• [REQUIRED WORK]
Quote verbatim the portion of the listing below that starts at its first line and ends with the line containing "[[648, 56], [108, 103]]", including both of those lines.

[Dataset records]

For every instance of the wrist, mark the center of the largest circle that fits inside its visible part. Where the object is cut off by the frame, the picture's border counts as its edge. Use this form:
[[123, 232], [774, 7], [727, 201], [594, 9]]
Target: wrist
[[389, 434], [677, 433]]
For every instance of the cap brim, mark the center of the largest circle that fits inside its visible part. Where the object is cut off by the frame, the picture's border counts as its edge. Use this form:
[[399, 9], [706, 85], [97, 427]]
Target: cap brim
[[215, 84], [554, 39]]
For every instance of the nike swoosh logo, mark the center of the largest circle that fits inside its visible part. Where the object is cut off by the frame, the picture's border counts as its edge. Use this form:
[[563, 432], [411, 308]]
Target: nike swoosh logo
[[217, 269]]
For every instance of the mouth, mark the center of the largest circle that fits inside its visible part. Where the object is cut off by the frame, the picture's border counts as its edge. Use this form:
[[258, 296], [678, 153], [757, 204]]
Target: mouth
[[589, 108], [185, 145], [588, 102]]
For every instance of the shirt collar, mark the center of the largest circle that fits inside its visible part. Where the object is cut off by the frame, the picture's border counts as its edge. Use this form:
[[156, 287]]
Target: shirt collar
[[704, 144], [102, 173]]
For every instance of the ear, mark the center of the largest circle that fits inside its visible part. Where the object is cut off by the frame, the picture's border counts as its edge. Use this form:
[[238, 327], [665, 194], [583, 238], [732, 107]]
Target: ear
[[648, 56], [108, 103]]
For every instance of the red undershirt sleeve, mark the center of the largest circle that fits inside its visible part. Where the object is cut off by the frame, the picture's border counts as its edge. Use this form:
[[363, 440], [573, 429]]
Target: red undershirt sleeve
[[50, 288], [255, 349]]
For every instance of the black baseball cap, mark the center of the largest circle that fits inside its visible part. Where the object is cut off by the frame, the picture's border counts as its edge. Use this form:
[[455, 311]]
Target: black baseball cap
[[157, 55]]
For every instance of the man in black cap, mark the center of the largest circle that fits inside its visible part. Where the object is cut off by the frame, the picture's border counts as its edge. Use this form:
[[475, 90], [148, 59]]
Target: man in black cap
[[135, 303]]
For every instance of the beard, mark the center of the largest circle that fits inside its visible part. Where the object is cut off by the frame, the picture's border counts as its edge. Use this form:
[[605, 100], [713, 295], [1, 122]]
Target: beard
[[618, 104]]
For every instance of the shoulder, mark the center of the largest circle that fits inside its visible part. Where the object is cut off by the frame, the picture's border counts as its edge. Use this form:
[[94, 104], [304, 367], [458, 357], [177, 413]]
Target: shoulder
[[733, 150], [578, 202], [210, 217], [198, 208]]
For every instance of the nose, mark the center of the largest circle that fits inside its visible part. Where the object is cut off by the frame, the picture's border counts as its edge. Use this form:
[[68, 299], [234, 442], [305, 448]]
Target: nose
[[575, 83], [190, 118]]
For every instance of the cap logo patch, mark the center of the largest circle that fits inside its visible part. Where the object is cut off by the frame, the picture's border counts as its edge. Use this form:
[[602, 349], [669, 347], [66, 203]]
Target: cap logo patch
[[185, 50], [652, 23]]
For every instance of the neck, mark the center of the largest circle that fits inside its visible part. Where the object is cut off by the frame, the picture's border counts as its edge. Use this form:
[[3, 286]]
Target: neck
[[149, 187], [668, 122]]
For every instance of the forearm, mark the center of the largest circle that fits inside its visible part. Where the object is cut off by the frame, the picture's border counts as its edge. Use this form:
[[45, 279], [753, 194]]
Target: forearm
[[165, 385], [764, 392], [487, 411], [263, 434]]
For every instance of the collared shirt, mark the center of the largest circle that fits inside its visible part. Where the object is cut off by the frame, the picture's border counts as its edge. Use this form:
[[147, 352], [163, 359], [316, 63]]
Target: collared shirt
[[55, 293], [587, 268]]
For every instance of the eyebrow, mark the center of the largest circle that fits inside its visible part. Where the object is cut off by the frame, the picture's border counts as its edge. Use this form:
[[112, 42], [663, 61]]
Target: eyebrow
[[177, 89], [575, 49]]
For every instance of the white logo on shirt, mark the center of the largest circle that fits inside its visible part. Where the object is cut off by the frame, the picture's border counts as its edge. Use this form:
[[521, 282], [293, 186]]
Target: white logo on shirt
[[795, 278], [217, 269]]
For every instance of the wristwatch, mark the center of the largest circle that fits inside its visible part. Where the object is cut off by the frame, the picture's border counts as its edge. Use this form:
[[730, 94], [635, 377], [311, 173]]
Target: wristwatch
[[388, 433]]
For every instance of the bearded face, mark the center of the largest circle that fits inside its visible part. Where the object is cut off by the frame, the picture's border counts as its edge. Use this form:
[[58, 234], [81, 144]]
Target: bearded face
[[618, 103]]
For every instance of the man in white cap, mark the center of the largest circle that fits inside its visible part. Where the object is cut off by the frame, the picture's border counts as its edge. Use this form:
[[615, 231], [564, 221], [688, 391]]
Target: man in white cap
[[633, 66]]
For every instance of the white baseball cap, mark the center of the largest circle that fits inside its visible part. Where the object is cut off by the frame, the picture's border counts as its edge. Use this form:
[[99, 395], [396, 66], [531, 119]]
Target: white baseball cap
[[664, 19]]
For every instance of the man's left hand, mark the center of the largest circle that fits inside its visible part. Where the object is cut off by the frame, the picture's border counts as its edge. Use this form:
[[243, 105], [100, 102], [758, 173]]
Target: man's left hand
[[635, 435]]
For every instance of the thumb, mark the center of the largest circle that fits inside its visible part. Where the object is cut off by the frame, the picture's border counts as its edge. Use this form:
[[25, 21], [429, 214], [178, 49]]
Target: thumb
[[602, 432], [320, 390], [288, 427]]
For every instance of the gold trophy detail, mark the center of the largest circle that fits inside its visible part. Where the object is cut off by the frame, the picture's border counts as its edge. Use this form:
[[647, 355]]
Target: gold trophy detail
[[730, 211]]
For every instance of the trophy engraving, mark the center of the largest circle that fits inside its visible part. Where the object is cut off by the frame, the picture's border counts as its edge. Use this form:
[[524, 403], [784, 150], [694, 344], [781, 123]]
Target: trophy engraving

• [TASK RESPONSE]
For every instance of the wrist, mark the center of the largest circle that fits inside its visible part. Where the object is cut off by the frame, the picture's border counts as its edge. Use this form:
[[123, 232], [774, 7], [727, 201], [594, 9]]
Target: wrist
[[389, 434], [677, 433]]
For every instance of the cap brim, mark the center of the largest circle that fits inside its visible part. Where the object is cut off by the frame, the picture's border counts as its edge. Use this form:
[[399, 9], [706, 85], [97, 427]]
Target: cap brim
[[215, 84], [554, 39]]
For every instance of the nike swoosh logo, mark the center of the largest circle that fits inside its visible part. Where the object is cut off by the frame, the picture's border counts as its edge. Use this form:
[[563, 432], [411, 308]]
Target: nike swoosh logo
[[217, 269]]
For every instance of the mouth, mark the center of the largest circle that fits inside its visible part. Where the object is cut off by the frame, the picture's border counts as its edge. Use this form:
[[258, 296], [678, 153], [757, 204]]
Target: mouth
[[589, 108], [185, 145], [588, 102]]
For every instance of the shirt collar, mark the center of the largest circle that fits inside its visible part. Where the object is cut off by the frame, the picture's border counts as its edge. Use this form:
[[156, 287]]
Target: shirt collar
[[704, 144], [102, 173]]
For every instance of the ear, mark the center of the largest circle that fits inside its visible part. Where the object is cut off by the frame, the picture's border counts as its edge. Use this form:
[[238, 327], [665, 194], [583, 238], [732, 107]]
Target: ear
[[648, 56], [108, 103]]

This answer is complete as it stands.